**Extracted text**
HSMAI releases white paper on hotel upselling

The Hospitality Sales and Marketing Association International, in partnership with Nor1, released last week a new white paper entitled, “When More is More: Exploring Upselling as a Sales & Marketing Tactic.”

Authored by e-commerce and Internet marketing consultant Tim Peter, the paper asserts that employing upsell strategies can drive significant bottom-line growth and increase of RevPAR (revenue per available room) for many hotels. Upselling, the practice of offering add-on services or amenities to consumers for reasonable fees, has been used by a variety of industries and has played a major role in driving revenue growth for a number of properties around the world when put into practice in a hospitality setting.

“Add-ons for hotels can include room upgrades, Internet access, parking, customized restaurant menus, early check-in and more,” Peter said. “The best way to leverage upselling is simply knowing the customer and anticipate his or her needs. A solo traveler staying mid-week will almost certainly value different options than a family of five staying on a long holiday weekend.”

Peter explains hotel marketers and revenue managers must focus on four key areas when it comes to guest value, which resides at the core of any upselling program. These four areas include:

  • Process: Identify all products available for upsell. Review amenities in the hotel to best utilize assets within the hotel, including room types and views. Once identified, hotels must determine the appropriate time to offer these amenities and at what price to offer them.

**Questions on the material**
[a] According to the article above on the hotel upselling white paper, who wrote the paper?
[b] Carry on the article about the hotel upselling white paper from the point where it stops.

**Source data**
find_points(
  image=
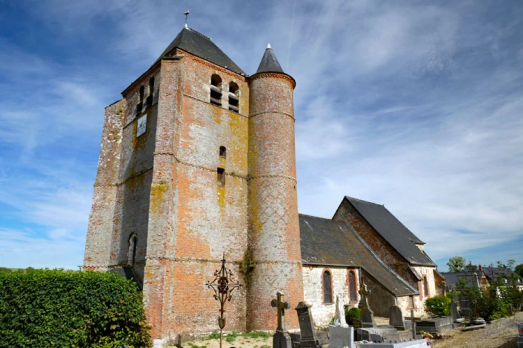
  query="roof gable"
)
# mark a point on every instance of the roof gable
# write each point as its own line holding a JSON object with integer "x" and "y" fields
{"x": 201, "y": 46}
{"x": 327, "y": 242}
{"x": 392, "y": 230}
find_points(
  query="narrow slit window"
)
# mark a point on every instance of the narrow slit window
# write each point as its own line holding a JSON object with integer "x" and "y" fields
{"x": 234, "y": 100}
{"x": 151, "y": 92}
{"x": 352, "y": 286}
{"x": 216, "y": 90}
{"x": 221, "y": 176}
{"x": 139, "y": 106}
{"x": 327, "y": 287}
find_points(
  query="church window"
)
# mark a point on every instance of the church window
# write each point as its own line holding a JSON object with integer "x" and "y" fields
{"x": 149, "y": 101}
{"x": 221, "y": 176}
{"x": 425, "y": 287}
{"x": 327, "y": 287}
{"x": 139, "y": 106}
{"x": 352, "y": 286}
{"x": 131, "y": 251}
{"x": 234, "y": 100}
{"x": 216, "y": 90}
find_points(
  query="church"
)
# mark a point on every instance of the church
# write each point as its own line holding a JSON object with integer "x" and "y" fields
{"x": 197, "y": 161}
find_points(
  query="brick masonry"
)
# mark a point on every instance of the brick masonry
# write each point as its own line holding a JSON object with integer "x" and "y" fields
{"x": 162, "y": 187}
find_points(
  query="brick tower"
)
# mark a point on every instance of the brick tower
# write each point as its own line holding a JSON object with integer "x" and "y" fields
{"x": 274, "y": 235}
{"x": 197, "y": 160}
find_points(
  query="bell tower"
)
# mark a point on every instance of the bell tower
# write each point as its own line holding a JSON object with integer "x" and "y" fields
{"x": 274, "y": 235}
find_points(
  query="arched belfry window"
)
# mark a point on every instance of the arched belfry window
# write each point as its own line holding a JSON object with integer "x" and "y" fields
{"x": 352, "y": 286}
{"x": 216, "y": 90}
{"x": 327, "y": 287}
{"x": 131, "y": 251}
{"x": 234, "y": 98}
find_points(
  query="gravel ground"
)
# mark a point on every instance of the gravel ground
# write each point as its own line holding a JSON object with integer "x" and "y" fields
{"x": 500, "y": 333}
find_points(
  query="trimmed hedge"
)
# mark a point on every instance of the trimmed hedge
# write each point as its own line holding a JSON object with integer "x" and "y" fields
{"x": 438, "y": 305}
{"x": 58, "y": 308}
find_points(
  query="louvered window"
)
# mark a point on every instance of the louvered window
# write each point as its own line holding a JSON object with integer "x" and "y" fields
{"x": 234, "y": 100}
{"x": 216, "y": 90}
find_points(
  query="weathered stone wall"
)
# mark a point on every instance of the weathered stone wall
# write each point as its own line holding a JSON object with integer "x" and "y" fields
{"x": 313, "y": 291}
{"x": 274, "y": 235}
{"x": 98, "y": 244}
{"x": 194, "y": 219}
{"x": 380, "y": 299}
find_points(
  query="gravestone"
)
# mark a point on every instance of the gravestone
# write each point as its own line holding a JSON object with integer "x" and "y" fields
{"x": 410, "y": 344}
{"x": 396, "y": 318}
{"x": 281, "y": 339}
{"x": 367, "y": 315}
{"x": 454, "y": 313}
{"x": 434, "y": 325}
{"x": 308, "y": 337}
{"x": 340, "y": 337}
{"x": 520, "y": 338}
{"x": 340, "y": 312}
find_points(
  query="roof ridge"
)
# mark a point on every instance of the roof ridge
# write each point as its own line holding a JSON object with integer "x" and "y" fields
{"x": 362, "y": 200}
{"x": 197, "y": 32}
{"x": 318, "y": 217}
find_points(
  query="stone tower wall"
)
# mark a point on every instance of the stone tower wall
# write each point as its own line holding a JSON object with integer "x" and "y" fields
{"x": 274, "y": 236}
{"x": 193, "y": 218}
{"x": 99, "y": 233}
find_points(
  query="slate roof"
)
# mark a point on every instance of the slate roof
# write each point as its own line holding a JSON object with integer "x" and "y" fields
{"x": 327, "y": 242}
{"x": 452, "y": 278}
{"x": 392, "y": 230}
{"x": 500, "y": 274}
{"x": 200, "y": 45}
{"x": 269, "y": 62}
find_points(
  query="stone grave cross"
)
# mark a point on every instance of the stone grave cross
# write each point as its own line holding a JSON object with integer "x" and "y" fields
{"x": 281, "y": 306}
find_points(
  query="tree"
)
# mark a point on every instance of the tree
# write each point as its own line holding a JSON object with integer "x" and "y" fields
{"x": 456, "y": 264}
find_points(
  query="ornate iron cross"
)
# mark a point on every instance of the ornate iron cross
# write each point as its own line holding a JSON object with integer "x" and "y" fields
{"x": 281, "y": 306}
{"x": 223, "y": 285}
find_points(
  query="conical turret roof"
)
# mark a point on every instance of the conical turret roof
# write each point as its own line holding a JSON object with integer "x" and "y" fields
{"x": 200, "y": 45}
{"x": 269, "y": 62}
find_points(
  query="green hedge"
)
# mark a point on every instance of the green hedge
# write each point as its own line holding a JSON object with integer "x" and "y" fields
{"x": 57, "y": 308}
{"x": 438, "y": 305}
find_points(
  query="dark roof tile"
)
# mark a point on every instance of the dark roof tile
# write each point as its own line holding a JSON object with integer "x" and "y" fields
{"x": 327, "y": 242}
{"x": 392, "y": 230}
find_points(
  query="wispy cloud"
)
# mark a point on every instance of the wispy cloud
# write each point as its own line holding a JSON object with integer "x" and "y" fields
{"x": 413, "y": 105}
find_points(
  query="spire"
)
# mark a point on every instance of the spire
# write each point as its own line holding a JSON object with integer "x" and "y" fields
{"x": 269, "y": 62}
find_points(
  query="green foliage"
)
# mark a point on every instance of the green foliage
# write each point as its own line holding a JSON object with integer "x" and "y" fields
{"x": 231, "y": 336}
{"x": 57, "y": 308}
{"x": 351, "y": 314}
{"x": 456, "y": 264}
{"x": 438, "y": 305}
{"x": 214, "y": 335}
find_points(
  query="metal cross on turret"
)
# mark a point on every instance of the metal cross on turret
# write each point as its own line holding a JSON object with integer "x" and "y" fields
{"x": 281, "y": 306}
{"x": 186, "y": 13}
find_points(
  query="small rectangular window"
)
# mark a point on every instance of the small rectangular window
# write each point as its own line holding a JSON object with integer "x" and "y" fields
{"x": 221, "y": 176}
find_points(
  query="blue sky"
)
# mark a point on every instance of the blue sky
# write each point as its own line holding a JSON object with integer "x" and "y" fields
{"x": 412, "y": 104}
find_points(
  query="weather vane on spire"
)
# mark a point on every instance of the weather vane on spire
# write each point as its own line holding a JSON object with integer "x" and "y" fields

**Results**
[a] Tim Peter, an e-commerce and Internet marketing consultant, wrote the paper.

[b]
  • Data: Identify guest preferences following repeat stays through business intelligence; use predictive analytics to suggest offers, timing and pricing based on guest behavior; capitalize upon real-time decision-making that relies on buyer behavior and transactional data to make dynamic offers in real-time. With the increase of mobile bookings, this model will fuel mobile offers.
  • Technology: Sophisticated technology available to hotel marketing teams can help track changing needs of guests and provides the right offers at appropriate times to capture the sale. 
  • Personnel: The final step necessitates every member of the hotel team to work together to provide the best experience possible to each guest during the reservation process, via pre-arrival email blasts, at check-in, during the stay and following the stay to ensure satisfaction.

In comparison, a poorly implemented upselling program can have negative effects on increasing revenue. When seeking to initiate an upselling program, Peter urges the hospitality industry to avoid the following mistakes:

  • Upselling before closing the initial sale: You must sell something to the guest first before you can upsell them. Presenting offers too early can risk the overall sale.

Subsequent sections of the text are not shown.